--- Document section ---

Scrivener links

I want to create a link between a sentence in one document and a sentence in another document of the same project. I looked at the manual but it seems I can only find ways of linking text to an entire document. Then I tried to search the forum but I got so many entries that were totally irrelevant to my issue that I gave up.

I have two questions: is this possible? If yes, how?

This isn’t possible, as the manual indicates. I’ve shared a number of strategies for how this can be done (easiest of which is to just make your binder items no larger than a single topic, so that links are always relevant), but since you’ve indicated none of what you could find is relevant, perhaps a little clarification on what it the limits are and what wouldn’t work could help.

Those strategies would not work in my case simply because for this project I need to organize my binder the way it is now. And in future projects most likely I will face the same issue. I really would like to be able to link a small chunk of text (down to one sentence) in one document to another small chunk of text in another document. I thought it wasn’t currently possible, since there was no documentation for it. I guess I wanted a confirmation. Is it something that can be implemented in the future? I don’t write codes, so I have no idea whether this is a nightmarish thing to work on or not. For the kind of writing I do (scientific writing), it’d be definitely useful. If it’s doable, is it possible to move this thread (mini thread, really :smiley: ) in the wish list section, or should I make another post?

Yeah, it’s not really possible, that’s the problem. I mean, nearly everything is possible, but so is climbing Mt. Everest. :slight_smile: The problem is that the linking code is pre-packaged, much like the List code and Tables. You can work around them, embellish them a bit, but you can’t change core things about them without discarding them and starting over. This one day might be done—but probably not anywhere in the immediate future. It would take a long time to rebuild Apple’s text infrastructure, and to do so only to fix a few niggling issues with them (like linking targets and a few stray list bugs) is a bit of the proverbial sledgehammer.

--- Entries supplied ---

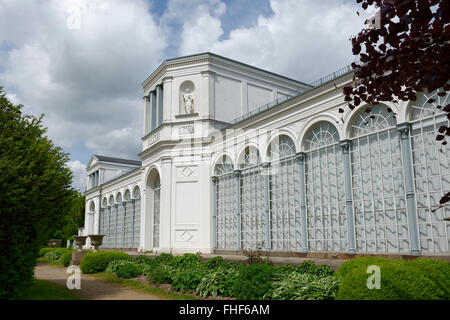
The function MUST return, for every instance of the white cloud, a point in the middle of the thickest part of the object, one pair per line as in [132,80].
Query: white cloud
[79,174]
[303,39]
[83,70]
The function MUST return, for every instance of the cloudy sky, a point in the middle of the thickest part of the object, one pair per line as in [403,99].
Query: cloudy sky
[82,62]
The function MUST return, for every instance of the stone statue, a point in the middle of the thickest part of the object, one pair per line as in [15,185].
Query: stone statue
[188,102]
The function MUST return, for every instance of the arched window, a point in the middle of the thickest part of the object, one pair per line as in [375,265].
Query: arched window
[284,219]
[321,135]
[379,118]
[136,193]
[379,201]
[421,108]
[120,223]
[128,220]
[324,182]
[431,161]
[253,223]
[111,200]
[156,211]
[251,157]
[136,227]
[223,166]
[103,219]
[226,223]
[281,147]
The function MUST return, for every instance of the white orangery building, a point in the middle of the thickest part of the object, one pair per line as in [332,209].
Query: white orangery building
[235,157]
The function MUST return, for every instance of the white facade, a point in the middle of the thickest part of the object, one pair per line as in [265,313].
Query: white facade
[236,157]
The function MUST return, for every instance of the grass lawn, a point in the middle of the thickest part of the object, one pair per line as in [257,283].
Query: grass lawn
[46,290]
[164,294]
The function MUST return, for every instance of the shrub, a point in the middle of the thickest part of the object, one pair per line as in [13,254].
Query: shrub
[115,264]
[165,258]
[437,270]
[218,283]
[55,255]
[66,257]
[143,259]
[161,273]
[185,280]
[254,281]
[43,251]
[98,261]
[127,271]
[36,194]
[400,280]
[304,286]
[188,260]
[214,263]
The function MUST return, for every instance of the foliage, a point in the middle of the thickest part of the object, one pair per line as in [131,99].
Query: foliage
[115,264]
[309,267]
[219,262]
[218,282]
[98,261]
[188,260]
[254,281]
[73,219]
[161,273]
[188,279]
[127,271]
[407,52]
[256,256]
[400,280]
[66,257]
[46,290]
[304,286]
[55,255]
[165,258]
[143,259]
[43,251]
[35,184]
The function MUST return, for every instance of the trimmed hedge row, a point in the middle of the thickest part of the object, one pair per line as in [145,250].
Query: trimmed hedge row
[420,279]
[98,261]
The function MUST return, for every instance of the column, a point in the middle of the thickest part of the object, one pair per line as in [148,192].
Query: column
[214,181]
[237,176]
[153,111]
[165,225]
[159,105]
[266,172]
[301,156]
[147,115]
[404,130]
[345,144]
[167,99]
[209,98]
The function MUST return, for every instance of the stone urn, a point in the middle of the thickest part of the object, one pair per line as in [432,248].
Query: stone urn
[53,243]
[96,240]
[80,242]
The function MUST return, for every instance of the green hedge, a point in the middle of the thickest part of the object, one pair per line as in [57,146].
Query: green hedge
[55,255]
[254,281]
[425,279]
[98,261]
[66,257]
[43,251]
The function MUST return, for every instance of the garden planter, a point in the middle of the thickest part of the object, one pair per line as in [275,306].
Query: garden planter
[96,240]
[80,242]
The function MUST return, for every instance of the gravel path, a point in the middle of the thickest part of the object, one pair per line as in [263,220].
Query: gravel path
[91,288]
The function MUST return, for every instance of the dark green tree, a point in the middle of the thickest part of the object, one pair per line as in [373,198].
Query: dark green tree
[73,219]
[35,189]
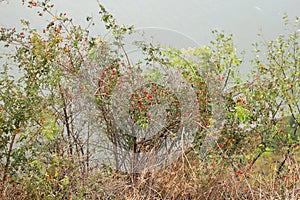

---

** Aim **
Answer these questions from the Scrivener links thread:
(a) What kind of writing does the person asking about sentence-level links do?
(b) Besides the linking code, which two things does the reply describe as pre-packaged?
(c) What is the easiest strategy mentioned for keeping links relevant?
The records play no part in what comes next.

** The reply **
(a) Scientific writing.
(b) The List code and Tables.
(c) Making binder items no larger than a single topic.